▸ **Task statement**: Reproduce the passage about the Daily Trojan word for word, starting at "Publication" and ending at "commencement until July.".

The Daily Trojan, or "DT," is the student newspaper of the University of Southern California. The newspaper is a forum for student expression and is written, edited, and managed by university students. The paper is intended to inform USC students, faculty, and staff on the latest news and provide opinion and entertainment. Student writers, editors, photographers and artists can develop their talents and air their opinions while providing a service to the campus community through the Daily Trojan. Readers can interact with the Daily Trojan by commenting on articles online or writing a letter to the editor.

Publication
It is published Monday through Friday (during regularly scheduled class days) and distributed at various locations around campus. Articles are also available online at the official Daily Trojan web site. The Daily Trojan is produced weekly as the "Summer Trojan" during the summer session, typically on Wednesdays, from commencement until July.

▸ **Record list**:

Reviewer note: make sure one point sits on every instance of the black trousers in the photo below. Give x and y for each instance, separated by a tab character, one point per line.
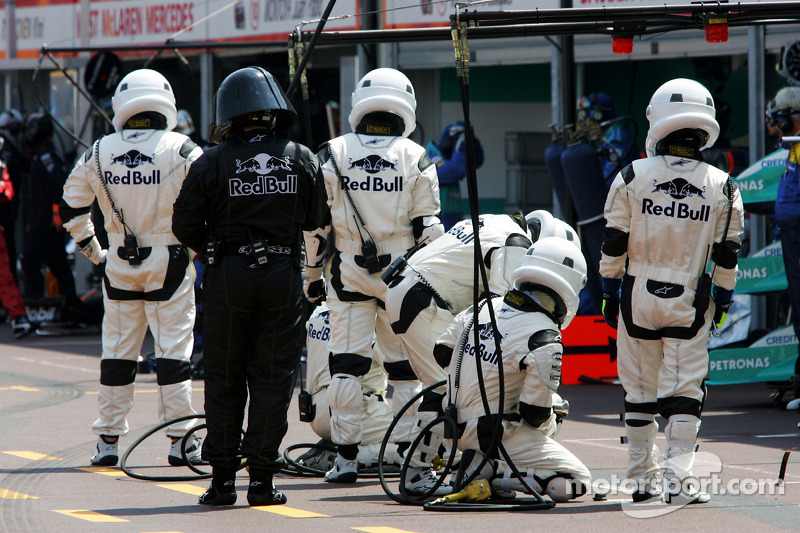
253	331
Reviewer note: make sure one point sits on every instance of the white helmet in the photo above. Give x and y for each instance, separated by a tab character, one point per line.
140	91
555	264
184	123
543	224
385	89
680	104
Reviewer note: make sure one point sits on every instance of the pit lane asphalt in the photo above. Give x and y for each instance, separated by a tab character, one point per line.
48	401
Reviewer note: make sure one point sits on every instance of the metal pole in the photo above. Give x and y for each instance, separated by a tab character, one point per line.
755	117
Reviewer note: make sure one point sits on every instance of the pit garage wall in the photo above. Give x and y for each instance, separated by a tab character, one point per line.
516	98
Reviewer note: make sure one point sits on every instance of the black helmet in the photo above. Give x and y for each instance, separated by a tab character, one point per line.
246	92
38	128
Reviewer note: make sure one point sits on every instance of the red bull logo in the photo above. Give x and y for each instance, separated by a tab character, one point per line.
263	164
132	159
263	185
679	188
132	177
373	183
678	210
372	164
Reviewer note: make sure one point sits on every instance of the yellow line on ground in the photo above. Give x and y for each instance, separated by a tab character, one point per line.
104	470
381	530
185	488
35	456
291	512
91	516
11	495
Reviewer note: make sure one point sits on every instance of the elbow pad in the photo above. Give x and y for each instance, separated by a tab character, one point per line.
91	248
316	246
725	254
427	229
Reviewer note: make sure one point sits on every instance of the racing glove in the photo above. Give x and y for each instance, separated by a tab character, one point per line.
610	307
723	299
314	287
91	248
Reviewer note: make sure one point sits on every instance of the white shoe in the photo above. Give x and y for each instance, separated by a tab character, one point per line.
21	327
322	458
343	471
420	481
107	454
192	452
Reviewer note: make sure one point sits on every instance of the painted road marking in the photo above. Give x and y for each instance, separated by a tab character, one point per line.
291	512
91	516
11	495
34	456
185	488
103	470
150	391
381	530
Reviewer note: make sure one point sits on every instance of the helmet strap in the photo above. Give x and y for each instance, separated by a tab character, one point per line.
148	120
682	143
528	301
381	123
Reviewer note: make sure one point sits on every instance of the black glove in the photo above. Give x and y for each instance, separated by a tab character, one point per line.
723	299
610	307
315	291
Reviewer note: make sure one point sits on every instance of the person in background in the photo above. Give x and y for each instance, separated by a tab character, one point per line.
785	117
450	157
10	296
45	239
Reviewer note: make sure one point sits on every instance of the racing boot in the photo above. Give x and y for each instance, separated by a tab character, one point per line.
107	451
343	471
192	449
641	430
262	491
681	432
222	490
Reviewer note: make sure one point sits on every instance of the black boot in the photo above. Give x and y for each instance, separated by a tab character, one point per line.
262	491
222	490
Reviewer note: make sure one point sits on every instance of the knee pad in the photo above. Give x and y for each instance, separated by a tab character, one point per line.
563	489
344	395
403	392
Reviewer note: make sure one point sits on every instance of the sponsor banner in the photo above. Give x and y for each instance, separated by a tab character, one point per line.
137	22
590	351
758	183
762	272
771	358
427	13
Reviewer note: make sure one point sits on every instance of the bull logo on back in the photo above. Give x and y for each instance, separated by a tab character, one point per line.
373	164
263	164
679	188
132	159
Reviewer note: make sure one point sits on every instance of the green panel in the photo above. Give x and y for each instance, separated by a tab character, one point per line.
758	183
761	274
632	83
522	83
751	365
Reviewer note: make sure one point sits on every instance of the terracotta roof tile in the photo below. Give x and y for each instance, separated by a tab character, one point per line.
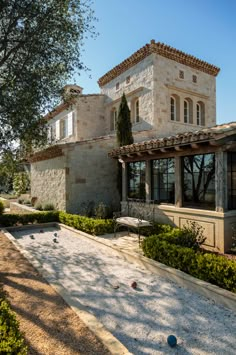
206	134
163	50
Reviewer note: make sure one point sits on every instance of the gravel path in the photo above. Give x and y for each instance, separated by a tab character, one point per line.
143	318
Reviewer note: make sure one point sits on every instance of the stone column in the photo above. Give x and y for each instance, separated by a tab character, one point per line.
221	181
178	182
148	181
124	181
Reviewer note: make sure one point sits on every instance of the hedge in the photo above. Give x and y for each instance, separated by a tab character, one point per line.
11	340
212	268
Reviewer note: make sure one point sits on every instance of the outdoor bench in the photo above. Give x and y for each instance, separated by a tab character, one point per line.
134	215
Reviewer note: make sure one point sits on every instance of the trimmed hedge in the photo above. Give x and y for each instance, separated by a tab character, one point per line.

▸ **Output below**:
Publication
It is published Monday through Friday (during regularly scheduled class days) and distributed at various locations around campus. Articles are also available online at the official Daily Trojan web site. The Daily Trojan is produced weekly as the "Summer Trojan" during the summer session, typically on Wednesdays, from commencement until July.